Stored data:
==================================================

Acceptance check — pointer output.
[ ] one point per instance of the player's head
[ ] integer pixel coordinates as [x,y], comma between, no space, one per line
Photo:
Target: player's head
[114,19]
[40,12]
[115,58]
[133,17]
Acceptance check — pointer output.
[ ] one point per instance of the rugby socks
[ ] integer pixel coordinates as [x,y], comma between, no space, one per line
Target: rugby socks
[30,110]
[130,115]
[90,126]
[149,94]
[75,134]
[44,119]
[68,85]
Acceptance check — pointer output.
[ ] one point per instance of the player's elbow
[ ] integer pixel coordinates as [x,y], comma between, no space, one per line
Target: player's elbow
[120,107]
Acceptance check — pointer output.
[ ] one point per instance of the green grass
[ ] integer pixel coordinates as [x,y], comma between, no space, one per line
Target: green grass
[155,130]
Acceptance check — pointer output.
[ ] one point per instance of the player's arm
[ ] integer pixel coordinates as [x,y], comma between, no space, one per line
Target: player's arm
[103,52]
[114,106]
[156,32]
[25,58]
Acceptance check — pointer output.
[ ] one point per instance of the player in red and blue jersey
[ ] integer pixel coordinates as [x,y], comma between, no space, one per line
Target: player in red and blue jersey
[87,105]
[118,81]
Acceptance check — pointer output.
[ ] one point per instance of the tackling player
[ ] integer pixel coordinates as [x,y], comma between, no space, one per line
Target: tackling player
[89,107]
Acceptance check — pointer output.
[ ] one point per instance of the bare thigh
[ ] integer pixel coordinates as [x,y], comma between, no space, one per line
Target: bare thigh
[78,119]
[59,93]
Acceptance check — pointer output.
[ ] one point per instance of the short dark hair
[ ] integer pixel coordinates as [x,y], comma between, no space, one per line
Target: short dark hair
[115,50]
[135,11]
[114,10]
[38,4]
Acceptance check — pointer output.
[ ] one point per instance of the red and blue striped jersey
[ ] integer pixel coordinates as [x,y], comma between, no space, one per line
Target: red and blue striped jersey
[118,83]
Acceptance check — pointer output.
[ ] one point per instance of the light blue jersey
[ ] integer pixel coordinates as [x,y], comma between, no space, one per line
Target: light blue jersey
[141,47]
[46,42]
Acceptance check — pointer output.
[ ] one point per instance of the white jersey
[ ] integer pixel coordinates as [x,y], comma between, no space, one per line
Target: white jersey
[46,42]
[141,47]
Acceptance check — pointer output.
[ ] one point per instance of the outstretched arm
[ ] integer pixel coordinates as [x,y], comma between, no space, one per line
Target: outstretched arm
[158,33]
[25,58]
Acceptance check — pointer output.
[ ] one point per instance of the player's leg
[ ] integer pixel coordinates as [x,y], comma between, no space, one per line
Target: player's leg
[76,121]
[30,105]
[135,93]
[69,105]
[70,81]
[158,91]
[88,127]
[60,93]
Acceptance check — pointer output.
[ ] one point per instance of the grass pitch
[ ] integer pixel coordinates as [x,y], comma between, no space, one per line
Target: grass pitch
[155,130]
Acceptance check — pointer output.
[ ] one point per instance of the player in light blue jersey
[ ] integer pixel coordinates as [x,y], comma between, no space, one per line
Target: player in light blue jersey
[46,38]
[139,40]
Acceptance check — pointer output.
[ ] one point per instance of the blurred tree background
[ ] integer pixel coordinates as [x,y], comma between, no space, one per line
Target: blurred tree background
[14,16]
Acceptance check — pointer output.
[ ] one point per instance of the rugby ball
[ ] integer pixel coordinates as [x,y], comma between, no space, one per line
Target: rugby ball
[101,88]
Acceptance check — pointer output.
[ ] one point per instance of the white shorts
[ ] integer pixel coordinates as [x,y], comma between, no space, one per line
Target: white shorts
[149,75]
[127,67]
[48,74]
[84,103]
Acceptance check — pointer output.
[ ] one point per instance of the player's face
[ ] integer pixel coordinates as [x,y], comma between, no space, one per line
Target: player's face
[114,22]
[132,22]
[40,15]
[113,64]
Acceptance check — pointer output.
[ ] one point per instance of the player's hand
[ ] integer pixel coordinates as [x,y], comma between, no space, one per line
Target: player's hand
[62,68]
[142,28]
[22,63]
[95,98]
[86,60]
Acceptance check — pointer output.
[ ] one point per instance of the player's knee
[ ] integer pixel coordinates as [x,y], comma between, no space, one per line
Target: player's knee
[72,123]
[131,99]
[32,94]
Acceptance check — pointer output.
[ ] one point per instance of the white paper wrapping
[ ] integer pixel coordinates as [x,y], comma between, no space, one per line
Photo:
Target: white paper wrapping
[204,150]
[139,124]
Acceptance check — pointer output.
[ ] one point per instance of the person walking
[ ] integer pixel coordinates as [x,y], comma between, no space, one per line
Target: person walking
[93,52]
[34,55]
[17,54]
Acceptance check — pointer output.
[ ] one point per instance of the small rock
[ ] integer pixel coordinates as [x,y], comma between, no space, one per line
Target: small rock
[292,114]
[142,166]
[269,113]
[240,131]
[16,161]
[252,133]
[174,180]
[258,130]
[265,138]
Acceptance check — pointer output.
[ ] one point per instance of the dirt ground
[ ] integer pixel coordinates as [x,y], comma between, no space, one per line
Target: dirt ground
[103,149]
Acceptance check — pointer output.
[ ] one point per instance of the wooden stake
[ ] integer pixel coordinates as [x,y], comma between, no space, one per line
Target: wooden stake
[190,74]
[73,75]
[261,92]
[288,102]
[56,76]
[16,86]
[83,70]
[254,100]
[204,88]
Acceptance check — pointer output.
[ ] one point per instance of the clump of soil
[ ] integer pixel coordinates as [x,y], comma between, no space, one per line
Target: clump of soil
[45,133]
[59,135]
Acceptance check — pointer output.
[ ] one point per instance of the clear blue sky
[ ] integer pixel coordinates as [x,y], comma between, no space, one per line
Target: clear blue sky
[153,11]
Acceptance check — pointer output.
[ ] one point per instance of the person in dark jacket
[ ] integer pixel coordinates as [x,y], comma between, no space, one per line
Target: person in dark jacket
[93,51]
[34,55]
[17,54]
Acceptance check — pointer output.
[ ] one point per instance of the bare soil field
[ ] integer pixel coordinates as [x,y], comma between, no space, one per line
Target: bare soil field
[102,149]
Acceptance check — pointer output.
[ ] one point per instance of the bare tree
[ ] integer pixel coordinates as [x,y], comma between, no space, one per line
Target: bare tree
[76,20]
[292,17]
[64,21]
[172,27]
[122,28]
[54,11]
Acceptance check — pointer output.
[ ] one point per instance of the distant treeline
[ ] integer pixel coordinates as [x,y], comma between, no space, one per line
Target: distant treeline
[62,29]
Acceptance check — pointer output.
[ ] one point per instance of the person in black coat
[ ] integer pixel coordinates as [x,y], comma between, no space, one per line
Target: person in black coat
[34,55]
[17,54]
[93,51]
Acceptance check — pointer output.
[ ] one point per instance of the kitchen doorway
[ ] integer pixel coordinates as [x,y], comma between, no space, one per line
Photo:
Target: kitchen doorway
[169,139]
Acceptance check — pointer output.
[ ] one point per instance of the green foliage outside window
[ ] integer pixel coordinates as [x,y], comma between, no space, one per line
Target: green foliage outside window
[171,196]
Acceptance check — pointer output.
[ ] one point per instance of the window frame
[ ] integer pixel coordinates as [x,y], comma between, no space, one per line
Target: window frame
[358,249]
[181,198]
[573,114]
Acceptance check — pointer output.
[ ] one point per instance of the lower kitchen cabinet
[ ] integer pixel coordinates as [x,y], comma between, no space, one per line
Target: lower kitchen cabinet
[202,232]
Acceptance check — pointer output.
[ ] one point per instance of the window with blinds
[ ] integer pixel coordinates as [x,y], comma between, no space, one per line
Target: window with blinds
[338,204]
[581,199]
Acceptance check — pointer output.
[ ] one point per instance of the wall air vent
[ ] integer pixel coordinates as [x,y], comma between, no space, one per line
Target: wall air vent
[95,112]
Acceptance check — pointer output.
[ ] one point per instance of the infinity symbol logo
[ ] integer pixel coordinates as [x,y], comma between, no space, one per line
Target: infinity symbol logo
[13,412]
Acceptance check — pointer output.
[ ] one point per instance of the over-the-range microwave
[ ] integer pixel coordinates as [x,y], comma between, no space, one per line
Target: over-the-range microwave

==================================================

_SET TASK_
Gather every line of the listing above that contains the string "window", treating uppercase and lowercase letters as different.

_THE ANSWER_
[ ] one point per instance of the green foliage outside window
Target: green foliage outside window
[ ] one point per instance of the window frame
Target: window frame
[ ] one point per instance of the window with blinds
Target: window with blinds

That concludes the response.